Instrução 1
Atualize os registros da linha que contém "pole in the photo above." até o fim dos registros, substituindo "camera-trap tally" por "trail-camera count" sem alterar mais nada. Deixe as imagens de fora da resposta.

Trecho fornecido
####################

Críticos afirmam que o
novo material didático teve redução nos conteúdos de matemática e literatura. E
a mídia mexicana recolheu exemplos de erros factuais: os livros do terceiro ano
trariam a informação de que o ex-presidente mexicano Benito Juárez teria
nascido no dia 18 de março de 1806, e não no dia 21 de março, que seria o
correto. A data é um dos feriados mais importantes e conhecidos dos mexicanos,
já que Juárez, o primeiro presidente indígena do país, é até hoje celebrado
como um dos mais relevantes líderes da história do México.
Além disso, um livro
do quinto ano trazia um infográfico do Sistema Solar com erros ortográficos
(como a palavra “planera” em vez de “planeta”) e de configuração — a Terra
aparecia na mesma órbita que Saturno, por exemplo. No material de matemática do
terceiro ano primário, uma ilustração sobre frações indica que ⅚ é menor do que
¾, que é menor que ⅝, o que é incorreto.

####################

Instrução 2
Transcreva na íntegra, sem qualquer alteração, o trecho fornecido sobre os erros nos livros didáticos mexicanos.

####################

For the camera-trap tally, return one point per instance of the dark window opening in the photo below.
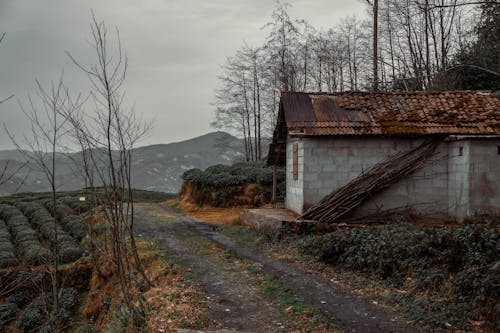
(295, 161)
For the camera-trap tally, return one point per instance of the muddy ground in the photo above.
(220, 266)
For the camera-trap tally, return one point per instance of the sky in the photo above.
(175, 50)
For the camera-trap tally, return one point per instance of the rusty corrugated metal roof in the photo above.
(410, 113)
(417, 113)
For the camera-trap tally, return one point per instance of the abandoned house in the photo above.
(329, 140)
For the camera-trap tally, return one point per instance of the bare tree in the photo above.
(41, 148)
(107, 138)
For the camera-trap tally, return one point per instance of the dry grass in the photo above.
(213, 215)
(173, 302)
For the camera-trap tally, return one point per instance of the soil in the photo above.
(218, 266)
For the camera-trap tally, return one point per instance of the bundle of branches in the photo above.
(340, 202)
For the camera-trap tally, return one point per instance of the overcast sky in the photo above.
(175, 50)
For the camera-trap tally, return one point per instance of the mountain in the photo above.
(155, 167)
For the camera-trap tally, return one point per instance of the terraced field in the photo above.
(28, 238)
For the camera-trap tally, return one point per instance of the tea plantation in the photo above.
(27, 242)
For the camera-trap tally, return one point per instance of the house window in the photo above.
(295, 161)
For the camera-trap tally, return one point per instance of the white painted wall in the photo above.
(484, 177)
(294, 198)
(450, 184)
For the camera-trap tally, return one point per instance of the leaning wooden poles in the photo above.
(340, 202)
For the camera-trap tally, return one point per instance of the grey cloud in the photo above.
(175, 51)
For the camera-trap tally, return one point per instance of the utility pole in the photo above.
(375, 45)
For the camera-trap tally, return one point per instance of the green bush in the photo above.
(463, 262)
(7, 312)
(7, 257)
(25, 238)
(33, 315)
(219, 176)
(68, 298)
(69, 249)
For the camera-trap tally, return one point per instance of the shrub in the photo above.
(69, 249)
(462, 262)
(7, 312)
(33, 315)
(220, 176)
(25, 238)
(7, 257)
(68, 298)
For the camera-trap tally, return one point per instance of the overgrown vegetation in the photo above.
(26, 250)
(241, 173)
(240, 184)
(450, 275)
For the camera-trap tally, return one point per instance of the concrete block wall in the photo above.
(294, 198)
(331, 163)
(484, 177)
(458, 179)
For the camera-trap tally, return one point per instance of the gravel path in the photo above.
(236, 305)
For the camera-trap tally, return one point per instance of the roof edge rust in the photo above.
(399, 113)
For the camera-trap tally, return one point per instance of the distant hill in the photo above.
(155, 167)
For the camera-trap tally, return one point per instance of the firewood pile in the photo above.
(334, 207)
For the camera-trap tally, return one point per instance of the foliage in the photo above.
(7, 256)
(69, 249)
(459, 264)
(73, 224)
(220, 176)
(33, 315)
(25, 238)
(7, 312)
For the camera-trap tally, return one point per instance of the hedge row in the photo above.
(34, 315)
(69, 249)
(218, 176)
(461, 264)
(76, 205)
(7, 257)
(73, 224)
(24, 237)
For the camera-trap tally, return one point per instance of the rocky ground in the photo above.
(248, 290)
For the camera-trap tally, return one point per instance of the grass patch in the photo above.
(173, 204)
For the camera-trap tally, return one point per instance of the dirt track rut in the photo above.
(235, 305)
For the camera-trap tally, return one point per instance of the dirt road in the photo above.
(219, 266)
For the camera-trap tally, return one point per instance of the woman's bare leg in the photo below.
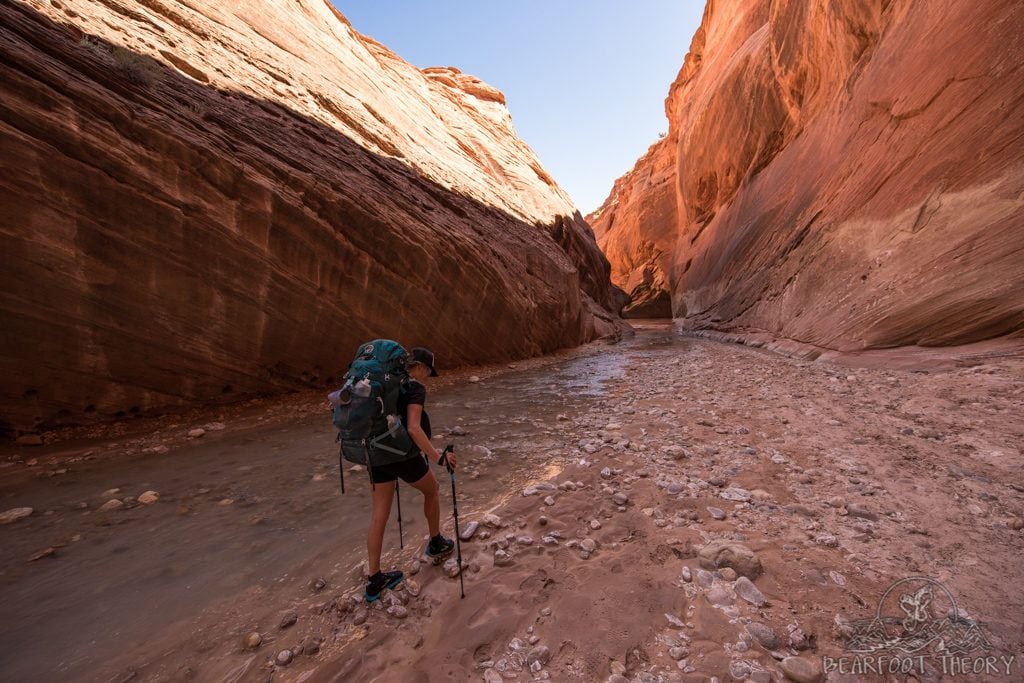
(427, 484)
(383, 495)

####################

Resposta esperada 1
For the trail-camera count, return one point per instance of the utility pole in the photo above.
(375, 45)
For the trail-camera count, return one point per instance of the green bush in the photo above.
(463, 262)
(7, 312)
(7, 257)
(25, 238)
(33, 315)
(219, 176)
(68, 298)
(69, 249)
For the trail-camera count, return one point per instance of the shrub in the photo above.
(69, 249)
(462, 262)
(7, 312)
(33, 315)
(220, 176)
(25, 238)
(7, 257)
(68, 298)
For the trail-camera count, return one point per instance of the overgrown vegetation in the photo above.
(26, 250)
(241, 173)
(240, 184)
(450, 275)
For the trail-camera count, return one point per instance of the concrete block wall in the photo above.
(294, 198)
(331, 163)
(484, 177)
(458, 179)
For the trail-camera count, return one point per instance of the gravel path in the photo above.
(236, 305)
For the trail-camera count, return one point per instance of the roof edge rust in the photo above.
(399, 113)
For the trail-camera count, return one point per instance of the distant hill in the photo above.
(155, 167)
For the trail-camera count, return one point per instance of the firewood pile in the photo above.
(334, 207)
For the trail-camera count, return one point per instance of the foliage in the photo above.
(7, 256)
(69, 249)
(459, 264)
(73, 224)
(220, 176)
(33, 315)
(25, 238)
(7, 312)
For the trail-camera count, return one point per instance of the hedge row in the photo above.
(34, 315)
(69, 249)
(218, 176)
(461, 264)
(76, 205)
(7, 257)
(73, 224)
(24, 237)
For the trail-camera count, return one point per instance of the rocky ground in the photo above.
(248, 290)
For the trail-camera count, return one point per instance of the grass patch in the photo above.
(173, 204)
For the trail-camera count, return one point per instance of the dirt track rut in the photo above.
(235, 305)
For the trail-camera count, return one point per instance of the dirt road in the photo above.
(219, 266)
For the trail-camera count, return one point per instance of the woman's bare leg in the photo below.
(427, 484)
(383, 495)

Resposta esperada 2
Críticos afirmam que o
novo material didático teve redução nos conteúdos de matemática e literatura. E
a mídia mexicana recolheu exemplos de erros factuais: os livros do terceiro ano
trariam a informação de que o ex-presidente mexicano Benito Juárez teria
nascido no dia 18 de março de 1806, e não no dia 21 de março, que seria o
correto. A data é um dos feriados mais importantes e conhecidos dos mexicanos,
já que Juárez, o primeiro presidente indígena do país, é até hoje celebrado
como um dos mais relevantes líderes da história do México.
Além disso, um livro
do quinto ano trazia um infográfico do Sistema Solar com erros ortográficos
(como a palavra “planera” em vez de “planeta”) e de configuração — a Terra
aparecia na mesma órbita que Saturno, por exemplo. No material de matemática do
terceiro ano primário, uma ilustração sobre frações indica que ⅚ é menor do que
¾, que é menor que ⅝, o que é incorreto.